Copy out all the entries exactly.
↓
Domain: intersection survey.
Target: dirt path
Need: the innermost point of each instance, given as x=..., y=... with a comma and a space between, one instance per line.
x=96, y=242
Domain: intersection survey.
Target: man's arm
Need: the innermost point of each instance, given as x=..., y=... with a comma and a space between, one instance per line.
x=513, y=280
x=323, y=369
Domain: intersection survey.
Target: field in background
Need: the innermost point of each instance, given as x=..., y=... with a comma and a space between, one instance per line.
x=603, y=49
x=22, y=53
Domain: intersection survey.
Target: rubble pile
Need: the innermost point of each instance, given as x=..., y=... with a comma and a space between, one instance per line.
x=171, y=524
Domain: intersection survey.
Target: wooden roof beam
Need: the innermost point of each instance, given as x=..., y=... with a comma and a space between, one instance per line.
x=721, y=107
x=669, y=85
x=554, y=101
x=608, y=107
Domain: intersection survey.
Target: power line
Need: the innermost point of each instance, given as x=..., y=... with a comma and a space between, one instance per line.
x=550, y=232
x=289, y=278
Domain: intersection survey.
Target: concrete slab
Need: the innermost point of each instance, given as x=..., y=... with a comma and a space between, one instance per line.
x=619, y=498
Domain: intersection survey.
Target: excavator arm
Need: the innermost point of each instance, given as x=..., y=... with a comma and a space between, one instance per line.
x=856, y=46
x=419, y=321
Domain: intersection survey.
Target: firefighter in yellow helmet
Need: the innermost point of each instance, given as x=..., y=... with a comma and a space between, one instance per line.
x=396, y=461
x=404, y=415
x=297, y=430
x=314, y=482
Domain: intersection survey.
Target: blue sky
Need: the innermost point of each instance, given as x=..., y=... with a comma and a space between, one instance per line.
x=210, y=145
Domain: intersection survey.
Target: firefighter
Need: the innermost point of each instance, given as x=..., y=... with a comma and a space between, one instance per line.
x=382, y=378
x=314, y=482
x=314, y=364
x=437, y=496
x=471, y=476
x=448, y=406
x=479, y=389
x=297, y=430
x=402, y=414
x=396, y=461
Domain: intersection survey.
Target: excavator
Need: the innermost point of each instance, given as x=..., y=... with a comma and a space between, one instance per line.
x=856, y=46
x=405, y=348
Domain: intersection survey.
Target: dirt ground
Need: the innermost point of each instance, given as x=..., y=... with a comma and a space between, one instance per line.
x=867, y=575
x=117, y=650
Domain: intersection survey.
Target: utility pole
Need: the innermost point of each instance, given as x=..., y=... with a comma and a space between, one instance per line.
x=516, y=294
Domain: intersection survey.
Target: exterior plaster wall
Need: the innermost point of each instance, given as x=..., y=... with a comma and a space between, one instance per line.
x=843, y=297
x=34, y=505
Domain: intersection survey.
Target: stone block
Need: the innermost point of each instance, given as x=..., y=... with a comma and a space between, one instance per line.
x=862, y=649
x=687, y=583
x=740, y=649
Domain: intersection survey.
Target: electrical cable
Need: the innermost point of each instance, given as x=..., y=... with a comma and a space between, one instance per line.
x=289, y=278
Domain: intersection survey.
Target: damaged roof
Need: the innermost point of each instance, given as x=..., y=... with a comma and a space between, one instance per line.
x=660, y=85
↑
The solution
Domain: intersection survey.
Target: dirt path
Need: the innermost point of each instance, given as x=..., y=... with a comma and a space between, one instance per line.
x=96, y=242
Domain: intersection survey.
Target: man's arm
Need: the innermost point of each instance, given as x=..., y=... with a comma and a space between, one instance per line.
x=513, y=280
x=323, y=369
Domain: intersection survey.
Target: field in background
Need: the innermost point of each instance, given as x=..., y=... with a comma and a space between, one instance per line.
x=603, y=49
x=22, y=53
Domain: intersection survey.
Target: rubble pile
Need: the innermost point of each instance, given as x=..., y=... with a comma and a space between, one instance per line.
x=171, y=524
Domain: intersection survey.
Target: wooden roof beam
Need: the innermost point of each instance, given as x=..., y=... with a comma and a space between, one instance per line.
x=721, y=107
x=669, y=85
x=554, y=101
x=608, y=107
Domain: intersection survey.
Target: power line
Need: the innermost point of each instance, given as x=..., y=... with a comma and a space between, one instance per line.
x=550, y=232
x=289, y=278
Domain: intersection survey.
Target: concrete slab
Need: the innermost point of each instance, given as x=..., y=... with a comma and a space between, one instance per line.
x=619, y=498
Domain: intersection survey.
Target: excavator arm
Need: the innermost point of each instance, given as x=..., y=... with a comma and a space between, one instance per line.
x=856, y=46
x=419, y=321
Domain: intersection survey.
Target: firefighter in yellow helmet
Need: the innermost point of each instance, given as x=..., y=... with a comma and a space between, one instance per line.
x=396, y=461
x=404, y=415
x=297, y=430
x=314, y=482
Domain: intersection survey.
Target: blue sky
Need: the innermost point of each instance, given as x=..., y=... with a comma and a space between, one instance per line.
x=210, y=145
Domain: intersection survey.
Target: firefighter
Need: the innermost point of each instance, given as x=..., y=... with a comma and a space between, one instance per line.
x=382, y=378
x=314, y=482
x=314, y=364
x=437, y=496
x=471, y=476
x=448, y=406
x=479, y=389
x=297, y=430
x=402, y=414
x=396, y=461
Domain: intersection survey.
Target: excavator
Need: the innermost point of each instance, given as x=..., y=... with a comma and a space between, one instance per line.
x=856, y=46
x=405, y=348
Domain: intersection survey.
Target: dirt ground
Need: the innermost point of each instance, given as x=..., y=... with a comma and a space between, one instance per line.
x=867, y=575
x=117, y=650
Domain: intersection survey.
Target: utility pole
Need: the innermost point of each instance, given as x=..., y=... with a comma and a space between, one instance per line.
x=516, y=294
Domain: intersection survey.
Target: exterior plaster wall
Need: the innermost point of each instance, given as x=..., y=... with a comma and a space between, one instance per line.
x=843, y=297
x=34, y=505
Domain: intersection survey.
Target: stone block
Need: the innermost point of each instance, given as x=..., y=... with a comma and a space between, one instance per line.
x=862, y=649
x=687, y=583
x=740, y=649
Domain: intersection survey.
Target: electrical cable
Need: the innermost point of each instance, given as x=..., y=... with a comma and a space between, one instance per line.
x=289, y=278
Domain: intersection survey.
Target: damaged roof
Need: the innermost point of each instance, given as x=..., y=... with a comma and a space between, one instance per line.
x=660, y=85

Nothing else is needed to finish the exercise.